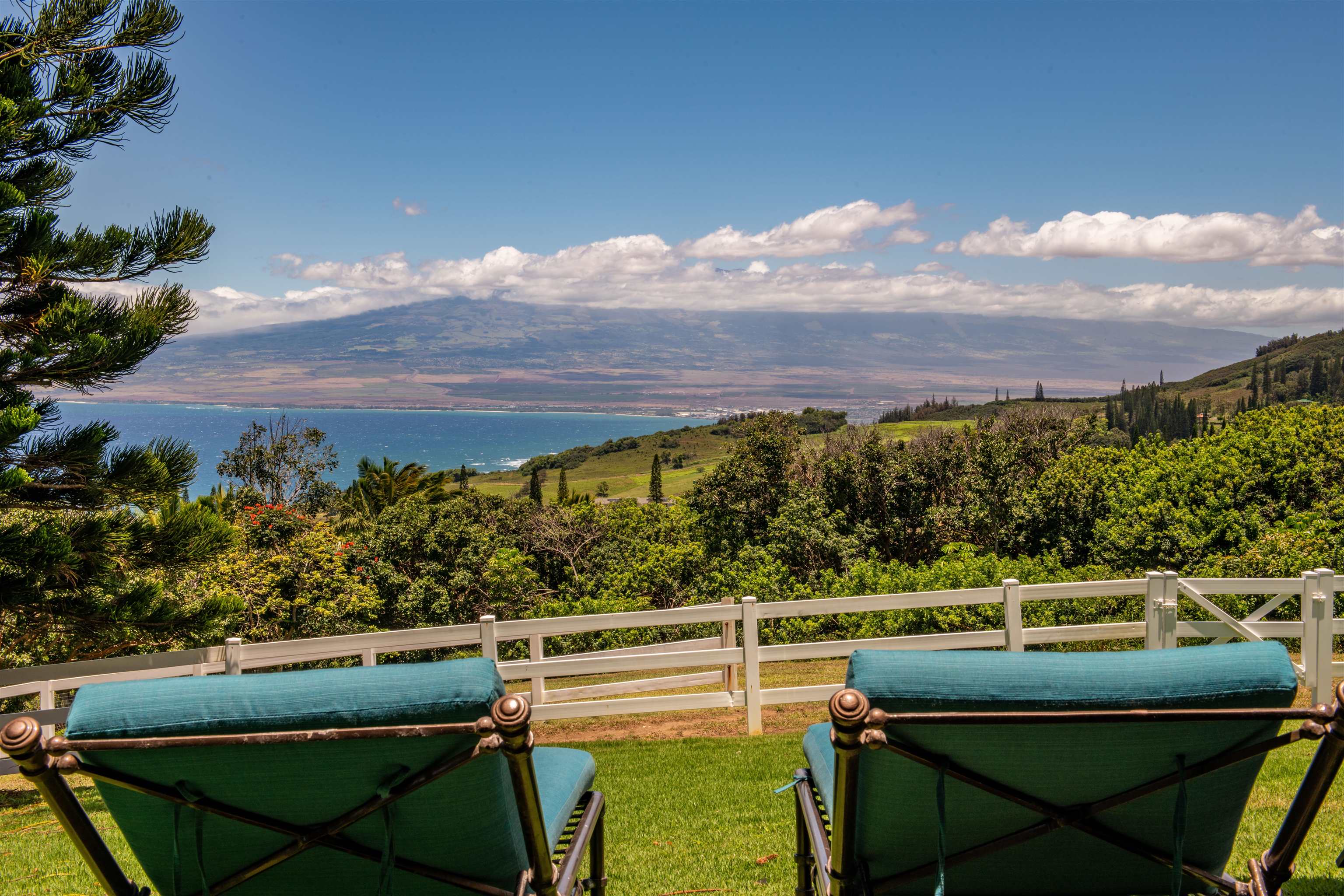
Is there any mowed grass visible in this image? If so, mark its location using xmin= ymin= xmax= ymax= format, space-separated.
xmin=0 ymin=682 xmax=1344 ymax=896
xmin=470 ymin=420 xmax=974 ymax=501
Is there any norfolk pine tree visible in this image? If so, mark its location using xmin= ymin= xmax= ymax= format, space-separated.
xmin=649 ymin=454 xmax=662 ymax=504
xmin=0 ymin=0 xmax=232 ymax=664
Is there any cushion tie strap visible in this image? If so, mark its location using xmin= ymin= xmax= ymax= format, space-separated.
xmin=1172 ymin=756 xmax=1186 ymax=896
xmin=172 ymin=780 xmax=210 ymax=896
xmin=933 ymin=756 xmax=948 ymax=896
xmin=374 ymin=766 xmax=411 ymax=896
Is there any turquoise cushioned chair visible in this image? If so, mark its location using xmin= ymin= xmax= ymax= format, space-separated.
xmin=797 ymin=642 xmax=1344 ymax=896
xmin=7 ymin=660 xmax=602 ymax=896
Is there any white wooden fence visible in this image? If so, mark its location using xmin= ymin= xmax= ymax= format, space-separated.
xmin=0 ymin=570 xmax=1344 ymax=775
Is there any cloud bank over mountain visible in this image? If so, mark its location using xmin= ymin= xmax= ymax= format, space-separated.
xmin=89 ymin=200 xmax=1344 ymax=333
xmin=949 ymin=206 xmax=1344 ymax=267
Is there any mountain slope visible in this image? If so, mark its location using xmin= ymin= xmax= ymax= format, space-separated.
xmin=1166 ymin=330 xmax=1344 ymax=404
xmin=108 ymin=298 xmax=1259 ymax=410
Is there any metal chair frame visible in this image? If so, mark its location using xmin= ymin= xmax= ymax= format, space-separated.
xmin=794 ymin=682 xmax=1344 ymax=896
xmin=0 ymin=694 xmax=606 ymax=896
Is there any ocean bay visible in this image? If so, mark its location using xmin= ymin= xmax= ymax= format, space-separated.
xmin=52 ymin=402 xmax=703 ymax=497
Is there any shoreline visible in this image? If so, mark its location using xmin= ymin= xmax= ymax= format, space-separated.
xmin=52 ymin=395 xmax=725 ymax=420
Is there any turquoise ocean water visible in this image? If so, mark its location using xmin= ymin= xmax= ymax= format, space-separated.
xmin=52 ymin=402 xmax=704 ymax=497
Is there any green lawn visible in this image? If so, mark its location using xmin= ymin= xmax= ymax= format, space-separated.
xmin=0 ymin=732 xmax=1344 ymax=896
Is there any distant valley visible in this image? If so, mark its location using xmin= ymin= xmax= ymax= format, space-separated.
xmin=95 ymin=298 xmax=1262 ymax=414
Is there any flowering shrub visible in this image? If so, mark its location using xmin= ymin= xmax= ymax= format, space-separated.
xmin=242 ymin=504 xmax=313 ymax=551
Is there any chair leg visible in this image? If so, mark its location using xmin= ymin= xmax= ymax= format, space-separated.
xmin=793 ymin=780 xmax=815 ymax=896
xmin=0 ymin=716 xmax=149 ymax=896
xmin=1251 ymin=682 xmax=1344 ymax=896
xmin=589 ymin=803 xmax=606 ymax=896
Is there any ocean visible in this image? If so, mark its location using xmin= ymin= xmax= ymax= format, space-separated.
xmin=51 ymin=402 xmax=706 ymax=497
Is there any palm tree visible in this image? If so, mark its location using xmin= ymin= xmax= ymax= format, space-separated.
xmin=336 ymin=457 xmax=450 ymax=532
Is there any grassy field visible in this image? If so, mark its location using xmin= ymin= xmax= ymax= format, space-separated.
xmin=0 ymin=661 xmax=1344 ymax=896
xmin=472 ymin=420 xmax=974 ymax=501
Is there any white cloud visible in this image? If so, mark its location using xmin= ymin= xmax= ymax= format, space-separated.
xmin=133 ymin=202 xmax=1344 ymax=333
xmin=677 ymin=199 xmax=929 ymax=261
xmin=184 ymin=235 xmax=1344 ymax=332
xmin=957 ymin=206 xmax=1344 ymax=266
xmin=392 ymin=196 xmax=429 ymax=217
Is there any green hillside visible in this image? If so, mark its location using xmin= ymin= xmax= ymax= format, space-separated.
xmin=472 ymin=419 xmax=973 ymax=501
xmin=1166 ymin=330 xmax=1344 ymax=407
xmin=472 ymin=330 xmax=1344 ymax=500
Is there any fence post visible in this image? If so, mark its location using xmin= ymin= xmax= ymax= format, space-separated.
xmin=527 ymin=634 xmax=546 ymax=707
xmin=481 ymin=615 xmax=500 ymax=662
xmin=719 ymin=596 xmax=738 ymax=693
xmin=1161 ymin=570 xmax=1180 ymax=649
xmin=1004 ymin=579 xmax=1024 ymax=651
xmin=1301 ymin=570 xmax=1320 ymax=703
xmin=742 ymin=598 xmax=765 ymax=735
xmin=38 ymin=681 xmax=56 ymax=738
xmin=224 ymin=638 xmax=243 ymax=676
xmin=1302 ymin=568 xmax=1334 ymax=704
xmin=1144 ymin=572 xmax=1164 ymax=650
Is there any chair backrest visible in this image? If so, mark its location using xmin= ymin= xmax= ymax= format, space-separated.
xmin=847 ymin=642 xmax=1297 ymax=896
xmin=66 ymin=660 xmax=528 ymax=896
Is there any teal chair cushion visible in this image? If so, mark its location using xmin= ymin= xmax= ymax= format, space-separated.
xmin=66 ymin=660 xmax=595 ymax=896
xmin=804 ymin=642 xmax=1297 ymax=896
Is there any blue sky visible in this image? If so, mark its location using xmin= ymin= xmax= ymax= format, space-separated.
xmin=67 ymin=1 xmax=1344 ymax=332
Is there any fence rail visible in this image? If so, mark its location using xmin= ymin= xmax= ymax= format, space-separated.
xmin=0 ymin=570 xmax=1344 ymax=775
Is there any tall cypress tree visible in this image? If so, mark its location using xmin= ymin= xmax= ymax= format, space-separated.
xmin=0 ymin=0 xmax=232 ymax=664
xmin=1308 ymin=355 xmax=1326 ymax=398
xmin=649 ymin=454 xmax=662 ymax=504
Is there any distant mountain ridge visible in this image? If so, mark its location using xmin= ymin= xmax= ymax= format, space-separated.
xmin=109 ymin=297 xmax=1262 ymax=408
------------------------------------------------------------------------
• _TASK OBJECTIVE_
Replace every "mark its location" in the data above with "record its position", then reproduce all of the data with nothing else altered. Leave the pictures out.

• _ANSWER TO THE PROBLEM_
Is there any mowed grass visible in this image? If so, record its position using xmin= ymin= xmax= ymax= format, space-separated.
xmin=0 ymin=682 xmax=1344 ymax=896
xmin=470 ymin=420 xmax=974 ymax=501
Is there any norfolk pine tree visible in this image? If so, record its position using xmin= ymin= xmax= ymax= format, space-separated.
xmin=649 ymin=454 xmax=662 ymax=504
xmin=0 ymin=0 xmax=232 ymax=664
Is there any cushion tie strap visible in this image? If so, record its position using xmin= ymin= xmax= ymax= format, space-separated.
xmin=1172 ymin=756 xmax=1186 ymax=896
xmin=172 ymin=780 xmax=210 ymax=896
xmin=933 ymin=756 xmax=948 ymax=896
xmin=374 ymin=766 xmax=411 ymax=896
Is there any turquoise cushioned chair visible in this image? If so, record its position using xmin= ymin= xmax= ymax= format, space-separated.
xmin=797 ymin=642 xmax=1344 ymax=896
xmin=7 ymin=660 xmax=602 ymax=896
Is there any white wooden fence visible in this image? If so, record its position using xmin= ymin= xmax= ymax= format, space-separated.
xmin=0 ymin=570 xmax=1344 ymax=775
Is there any cloud bank over mountain visible in this image? If so, record its position using xmin= ymin= xmax= ymax= format, space-separated.
xmin=89 ymin=200 xmax=1344 ymax=333
xmin=949 ymin=206 xmax=1344 ymax=267
Is there any mountain slope visible in this image? If so, record its position using xmin= ymin= xmax= ymax= format, space-separated.
xmin=1166 ymin=330 xmax=1344 ymax=404
xmin=108 ymin=298 xmax=1259 ymax=410
Is there any metal chair frame visible in this image? If so, record its position using xmin= ymin= xmax= ymax= format, space-separated.
xmin=794 ymin=682 xmax=1344 ymax=896
xmin=0 ymin=694 xmax=606 ymax=896
Is there any ocean bay visible in this image? If so, record its position using xmin= ymin= xmax= ymax= format, space-separated.
xmin=52 ymin=402 xmax=703 ymax=497
Is there any shoreline visible in this image? If so, record its position using xmin= ymin= xmax= ymax= format, space-separated.
xmin=52 ymin=395 xmax=725 ymax=420
Is there any turquoise ocean water visible in this image? If so, record its position using xmin= ymin= xmax= ymax= format, space-separated.
xmin=52 ymin=402 xmax=704 ymax=497
Is there any green lawn visible in this image? If so, record its position using xmin= ymin= xmax= ymax= format, space-separated.
xmin=0 ymin=732 xmax=1344 ymax=896
Is there any distant valley visible in this image? If so, record its position using xmin= ymin= xmax= ymax= format, space-separated.
xmin=95 ymin=298 xmax=1262 ymax=414
Is there any flowering shrub visible in this image? If so, record its position using xmin= ymin= xmax= ymax= format, space-separated.
xmin=242 ymin=504 xmax=313 ymax=551
Is there any chair leg visible in this image? If so, record its position using xmin= ymin= xmax= ymax= format, space-separated.
xmin=793 ymin=780 xmax=815 ymax=896
xmin=0 ymin=716 xmax=149 ymax=896
xmin=1251 ymin=682 xmax=1344 ymax=896
xmin=589 ymin=803 xmax=606 ymax=896
Is there any ocean visible in this image? If so, record its position using xmin= ymin= xmax= ymax= format, space-separated.
xmin=51 ymin=402 xmax=706 ymax=497
Is there any palm tree visible in this image? If so, record its position using xmin= ymin= xmax= ymax= format, space-separated.
xmin=336 ymin=457 xmax=450 ymax=532
Is there any grassy field visible in this image? If so, record its position using xmin= ymin= xmax= ymax= format, space-separated.
xmin=0 ymin=661 xmax=1344 ymax=896
xmin=472 ymin=420 xmax=974 ymax=501
Is there any white cloud visible in this image? If so, record its position using xmin= ymin= xmax= ymax= format, space-separated.
xmin=133 ymin=202 xmax=1344 ymax=333
xmin=677 ymin=199 xmax=929 ymax=261
xmin=184 ymin=235 xmax=1344 ymax=332
xmin=957 ymin=206 xmax=1344 ymax=266
xmin=392 ymin=196 xmax=429 ymax=217
Is there any green hillside visible in this image? If so, record its position using xmin= ymin= xmax= ymax= format, space-separated.
xmin=472 ymin=419 xmax=973 ymax=501
xmin=1166 ymin=330 xmax=1344 ymax=407
xmin=472 ymin=330 xmax=1344 ymax=500
Is there any fence post visible in this image? If so, record its position using xmin= ymin= xmax= ymax= format, space-separated.
xmin=527 ymin=634 xmax=546 ymax=707
xmin=481 ymin=615 xmax=500 ymax=662
xmin=719 ymin=596 xmax=738 ymax=693
xmin=1161 ymin=570 xmax=1180 ymax=649
xmin=1004 ymin=579 xmax=1024 ymax=651
xmin=1301 ymin=570 xmax=1320 ymax=703
xmin=742 ymin=598 xmax=765 ymax=735
xmin=38 ymin=681 xmax=56 ymax=738
xmin=224 ymin=638 xmax=243 ymax=676
xmin=1302 ymin=568 xmax=1334 ymax=704
xmin=1144 ymin=572 xmax=1164 ymax=650
Is there any chair backrest visible in this image? If so, record its position using xmin= ymin= xmax= ymax= format, space-separated.
xmin=847 ymin=642 xmax=1297 ymax=896
xmin=66 ymin=660 xmax=528 ymax=896
Is there any teal chair cushion visible in this image? If so, record its position using xmin= ymin= xmax= ymax= format, space-separated.
xmin=66 ymin=660 xmax=595 ymax=896
xmin=804 ymin=642 xmax=1297 ymax=896
Is there any blue sky visible in this image? If so, record its position using xmin= ymin= xmax= ymax= format, space-separated.
xmin=67 ymin=1 xmax=1344 ymax=332
Is there any fence rail visible in this image? If so, record its position using xmin= ymin= xmax= ymax= format, space-separated.
xmin=0 ymin=570 xmax=1344 ymax=775
Is there any tall cypress tree visible in this image? If so, record its position using xmin= ymin= xmax= ymax= format, space-separated.
xmin=0 ymin=0 xmax=232 ymax=664
xmin=1308 ymin=355 xmax=1326 ymax=398
xmin=649 ymin=454 xmax=662 ymax=504
Is there any distant mountain ridge visible in this image? If so, record its position using xmin= ymin= xmax= ymax= format, space-separated.
xmin=109 ymin=297 xmax=1262 ymax=408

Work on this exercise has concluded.